# [Records shown]
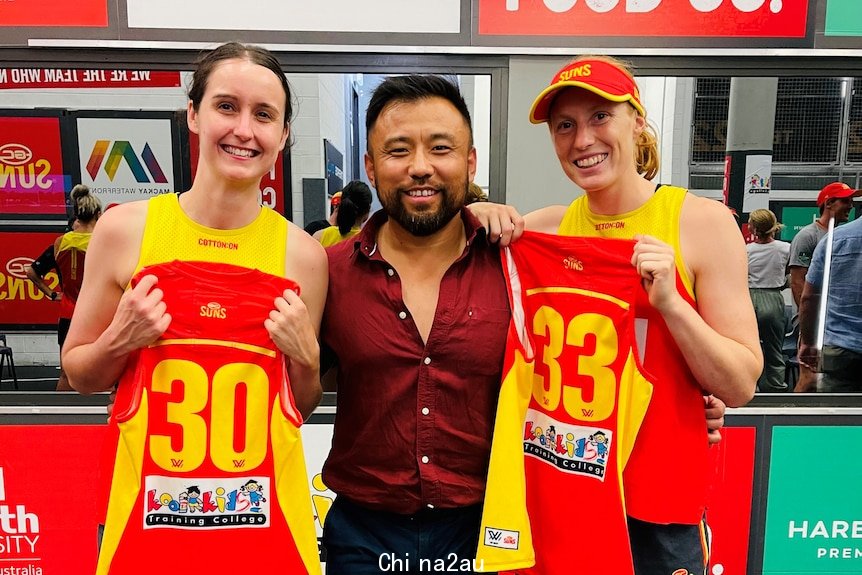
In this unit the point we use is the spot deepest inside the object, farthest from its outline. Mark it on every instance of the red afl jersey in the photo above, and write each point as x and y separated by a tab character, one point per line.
572	400
209	467
668	476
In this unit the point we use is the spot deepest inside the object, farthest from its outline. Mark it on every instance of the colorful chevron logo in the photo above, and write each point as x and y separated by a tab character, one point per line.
122	150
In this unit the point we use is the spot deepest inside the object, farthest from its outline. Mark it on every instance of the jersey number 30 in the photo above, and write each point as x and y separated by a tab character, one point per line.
222	433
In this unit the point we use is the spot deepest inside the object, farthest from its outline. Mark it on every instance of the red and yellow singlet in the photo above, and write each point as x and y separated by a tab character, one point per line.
571	403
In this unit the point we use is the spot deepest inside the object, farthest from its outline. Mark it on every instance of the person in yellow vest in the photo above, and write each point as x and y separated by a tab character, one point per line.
66	255
206	307
699	326
353	209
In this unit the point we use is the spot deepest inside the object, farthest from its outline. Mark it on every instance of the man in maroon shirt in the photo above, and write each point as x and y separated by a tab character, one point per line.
416	316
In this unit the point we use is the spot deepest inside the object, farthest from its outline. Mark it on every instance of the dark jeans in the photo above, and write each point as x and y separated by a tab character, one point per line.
362	541
842	370
769	309
665	549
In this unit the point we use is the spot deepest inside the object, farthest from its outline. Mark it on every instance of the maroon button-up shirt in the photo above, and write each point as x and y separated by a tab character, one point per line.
413	422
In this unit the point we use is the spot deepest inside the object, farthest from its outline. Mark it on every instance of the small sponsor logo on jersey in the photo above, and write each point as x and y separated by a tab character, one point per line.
206	503
220	244
575	449
610	226
573	263
214	310
501	538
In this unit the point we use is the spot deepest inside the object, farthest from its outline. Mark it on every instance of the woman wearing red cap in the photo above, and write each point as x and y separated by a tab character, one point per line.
695	314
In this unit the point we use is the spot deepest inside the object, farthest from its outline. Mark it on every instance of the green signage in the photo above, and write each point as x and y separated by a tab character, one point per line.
796	218
814	505
843	18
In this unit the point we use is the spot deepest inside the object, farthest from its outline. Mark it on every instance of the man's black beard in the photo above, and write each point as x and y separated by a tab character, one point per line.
424	223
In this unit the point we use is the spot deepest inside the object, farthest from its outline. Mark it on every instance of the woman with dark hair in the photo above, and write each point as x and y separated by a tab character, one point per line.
206	306
66	256
767	277
353	210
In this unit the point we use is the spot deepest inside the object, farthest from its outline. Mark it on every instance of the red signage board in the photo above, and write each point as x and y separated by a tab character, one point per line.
21	303
729	505
32	178
48	498
20	78
665	18
53	13
271	185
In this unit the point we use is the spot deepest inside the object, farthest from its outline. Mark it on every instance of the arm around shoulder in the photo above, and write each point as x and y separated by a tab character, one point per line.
308	266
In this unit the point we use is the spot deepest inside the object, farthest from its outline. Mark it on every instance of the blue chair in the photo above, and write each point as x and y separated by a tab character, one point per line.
6	352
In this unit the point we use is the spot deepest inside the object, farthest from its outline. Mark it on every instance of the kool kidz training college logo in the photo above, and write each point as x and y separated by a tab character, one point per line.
757	184
206	503
571	448
21	171
19	536
122	150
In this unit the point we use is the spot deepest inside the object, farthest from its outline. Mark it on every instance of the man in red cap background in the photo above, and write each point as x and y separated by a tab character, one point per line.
835	201
840	359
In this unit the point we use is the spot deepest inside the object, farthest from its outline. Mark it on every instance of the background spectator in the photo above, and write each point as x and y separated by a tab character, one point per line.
767	277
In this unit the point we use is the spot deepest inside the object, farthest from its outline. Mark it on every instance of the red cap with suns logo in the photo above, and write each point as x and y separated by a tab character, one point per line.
597	76
836	190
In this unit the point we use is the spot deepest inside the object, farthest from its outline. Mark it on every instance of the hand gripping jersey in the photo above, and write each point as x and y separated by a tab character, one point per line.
666	480
570	406
209	475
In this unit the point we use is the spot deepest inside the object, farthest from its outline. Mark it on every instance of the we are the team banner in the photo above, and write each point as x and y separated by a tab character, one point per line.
667	18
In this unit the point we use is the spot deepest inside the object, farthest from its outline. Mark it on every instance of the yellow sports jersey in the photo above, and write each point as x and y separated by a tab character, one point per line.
659	488
332	235
171	235
570	406
70	253
204	451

# [Task goal]
Could you print the material above word for word and skip the images?

# [Result below]
In this unit the point we use is the spot deepest inside the object, farthest from its outline. Mark it on every instance of the red afl jersey in the photo above, and write each point as x and y separated by a tab character, one point per line.
572	400
209	467
668	476
In this unit the point we use is the spot deepest inside the object, farthest from its outline. Mark it on every instance of the colorful chevron logo in the photo above, and write each point as x and y separated by a tab character, one point per line.
122	150
In this unit the point we use is the spot deepest inside the object, farthest from its outline. Mark it on every instance of the jersey number 30 in the photo above, and write each point as x and y separated by a tab character, one point per line.
222	433
In this unit the point we use is the spot deepest inside the object, farthest from its outline. Mark it on every instance of the red and yellow singlet in the photo above, and write each point as x and y separated by a tab character, one point per line.
571	403
In this unit the point we use is the spot deepest inside the object, farthest from its outline. Mark it on every instance of the person in yellow vest in the photo above, and write each point as x and y separated by a tab character, one point per line.
66	255
206	307
699	326
353	209
In this unit the point we use is the spot deepest inside the object, farthest from its outline. Mark it on every instance of the man in maroon shirt in the photo above, and write each point as x and y separated by a tab character, one point per line.
416	316
In this unit the point we use is the spot deepest inside the object, farthest from its outline. Mark it on every instance of the dark jeans in the photo above, and write each point as x and y separated by a tab character, one point per line.
362	541
842	370
769	309
665	549
In this unit the point we use is the spot deepest inside the object, farthest from its outline. Mark it on every instance of the maroon button-up shirt in the photo above, and write each point as x and y separated by a tab character, one point per line.
413	422
In this unit the point we use is the spot deepest inside the object, farthest from its outline. Mark it on every instance of the small sponsor logo on jersey in the photo above, and write each point as x and y separated by a tab character, one point per line.
206	503
220	244
575	449
610	226
573	263
214	310
501	538
In this unit the point we use is the spot deepest inside the object, farthest from its outline. Mark it on every instance of the woman wearing red cap in the photo above, and write each point as x and y separated by a tab character, one point per line.
695	314
In this unit the point we use is the spot deepest inside the object, farthest from its outline. Mark it on every instance of the green signage in the photo above, and write each point as x and y separated by a tab character, one point per line.
796	218
814	505
843	18
In this unit the point we use is the spot deepest inside the object, farthest from its outline. Mark it on every instance of the man's black beard in the photo above, and write each point as x and y separated by a tab character, one point per line.
424	223
In this unit the point we use is the spot deepest inside the object, farthest from its outline. Mark it on every instance of the woman with dark hair in the photo above, and write each point as x and y separated by a tab character, one point per line.
206	306
66	256
767	277
353	210
In this unit the point we use is the spot deepest inside the object, farthest from its outline. Mark it on every instance of the red signage board in the photo above, and write each point as x and y separated by a tab character, one point per line.
21	303
729	505
32	178
48	498
20	78
665	18
53	13
271	185
In this unit the point we use is the spot deepest inside the object, farthest from its outline. Mark it on every instance of the arm around shoulder in the photo above, and write each point as x and y separated by a tab character, one point per line.
308	266
In this unit the point we use is the spot deepest inside the object, farthest from its outline. Mark it on every instance of the blue chair in the photo above, and write each point as x and y separated by a tab character, one point per line.
6	352
In this unit the point we use is the spot deepest inside the object, farthest from its outline. Mark it on every instance of the kool kidz training college logo in the photo above, and write each point as x and y separated by a tab character, one point per line.
757	184
206	503
571	448
21	171
19	536
122	150
In this unit the point we use is the spot deepest inside the object, farthest from its outline. Mark it on every instance of the man in red cap background in the photo above, and write each point as x and y separated by a tab character, one point per line.
835	201
840	359
In this unit the point we use is the spot deepest inside the object, farthest from its outline. Mark it on every instance of the background spectator in the photo above, and write each point as x and y separated by a tab character, one point per line.
767	277
In this unit the point we use is the spot deepest inside the object, farthest from its outline. Mark it on every instance of the red cap with suns logo in the photo above, and write each point as x and y separated by a tab character, one point per line.
597	76
836	190
In this unit the point we use is the spot deepest inside the object, farthest from its outline. Mark it on every instance of the hand gripping jersey in the photo above, and write each point as x and y separated by a tab character, one point per line.
666	480
570	406
209	475
In this unit the point we use is the spot deepest inside the object, farthest from its outline. Mark it on every instance of the we are the team banner in the photo above, and write each point as x and y separated by a tab character, one point per line.
667	18
In this unit the point we use is the spot deepest inside the object, farthest from its outline. Mark it on every instance of the yellow sports jersey in the photo above, and write each point as x and y separated by a tab character, one point per line.
659	488
332	235
171	235
570	406
70	253
204	451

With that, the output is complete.